→ **Problem details**: Please copy the entries below word for word, leaving out any image.

[Data entries]

----------

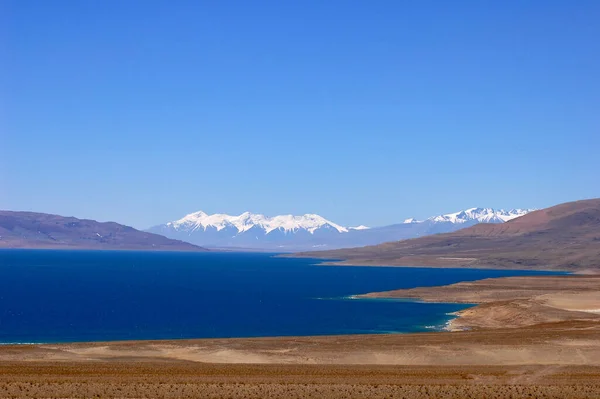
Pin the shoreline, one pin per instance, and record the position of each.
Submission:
(552, 356)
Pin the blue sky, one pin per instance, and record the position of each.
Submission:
(364, 112)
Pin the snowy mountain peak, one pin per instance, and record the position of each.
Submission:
(410, 221)
(247, 220)
(481, 215)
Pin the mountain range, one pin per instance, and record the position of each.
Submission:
(42, 230)
(311, 231)
(563, 237)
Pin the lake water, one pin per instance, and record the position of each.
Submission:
(62, 296)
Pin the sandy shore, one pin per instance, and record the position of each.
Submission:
(529, 337)
(514, 301)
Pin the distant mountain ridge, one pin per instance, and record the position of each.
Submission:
(311, 231)
(562, 237)
(42, 230)
(247, 221)
(481, 215)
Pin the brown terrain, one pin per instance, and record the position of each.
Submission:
(525, 337)
(45, 231)
(529, 337)
(563, 237)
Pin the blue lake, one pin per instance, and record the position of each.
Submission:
(62, 296)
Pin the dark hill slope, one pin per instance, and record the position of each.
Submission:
(41, 230)
(563, 237)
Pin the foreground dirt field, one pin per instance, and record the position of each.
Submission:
(557, 360)
(551, 349)
(151, 379)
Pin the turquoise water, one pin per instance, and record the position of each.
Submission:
(63, 296)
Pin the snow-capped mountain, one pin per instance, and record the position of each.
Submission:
(247, 221)
(310, 231)
(478, 215)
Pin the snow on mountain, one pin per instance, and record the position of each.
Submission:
(361, 227)
(479, 215)
(411, 220)
(292, 233)
(246, 221)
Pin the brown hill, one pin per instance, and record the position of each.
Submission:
(41, 230)
(563, 237)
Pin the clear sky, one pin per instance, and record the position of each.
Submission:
(366, 112)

----------

→ **Task answer**:
Pin the shoreline, one pin per instance, and record the position of each.
Submission:
(552, 356)
Pin the blue sky, one pin per instance, and record the position of each.
Submission:
(364, 112)
Pin the snowy mountain peak, one pin per instance, and record the position of each.
Submission:
(410, 221)
(247, 220)
(481, 215)
Pin the mountain range, one pin per instance, and record the position of each.
Submission:
(42, 230)
(311, 231)
(563, 237)
Pin the lake water, one pin per instance, and record the position of each.
Submission:
(62, 296)
Pin the sandy shore, one pin per instance, and record the position of each.
Submission:
(529, 337)
(514, 301)
Pin the distant mountain ridge, one pin per instance, and record the position of each.
Submission:
(311, 231)
(562, 237)
(42, 230)
(247, 221)
(481, 215)
Pin the brown terrain, one pin per instance, and record the position of each.
Submission:
(525, 337)
(45, 231)
(529, 337)
(563, 237)
Pin the blue lake, one pin per instance, and record the position of each.
Submission:
(62, 296)
Pin the dark hill slope, one pin per instance, and record the position of each.
Submission:
(41, 230)
(563, 237)
Pin the foreground dirt field, one pin per instance, and record the position of each.
Submission:
(557, 360)
(551, 349)
(151, 379)
Pin the turquoise water, one pin per instance, and record the position of each.
Submission:
(63, 296)
Pin the snow-capped mountain, one pin per instance, and record the position of each.
Submission:
(247, 221)
(310, 231)
(478, 215)
Pin the snow on mountain, one pin per instance, and record the position of each.
Submission:
(361, 227)
(479, 215)
(411, 220)
(292, 233)
(246, 221)
Pin the brown hill, one pin per instance, and record the position of each.
Submission:
(41, 230)
(563, 237)
Pin the clear sky, one pin per instance, and record the position of each.
Submission:
(366, 112)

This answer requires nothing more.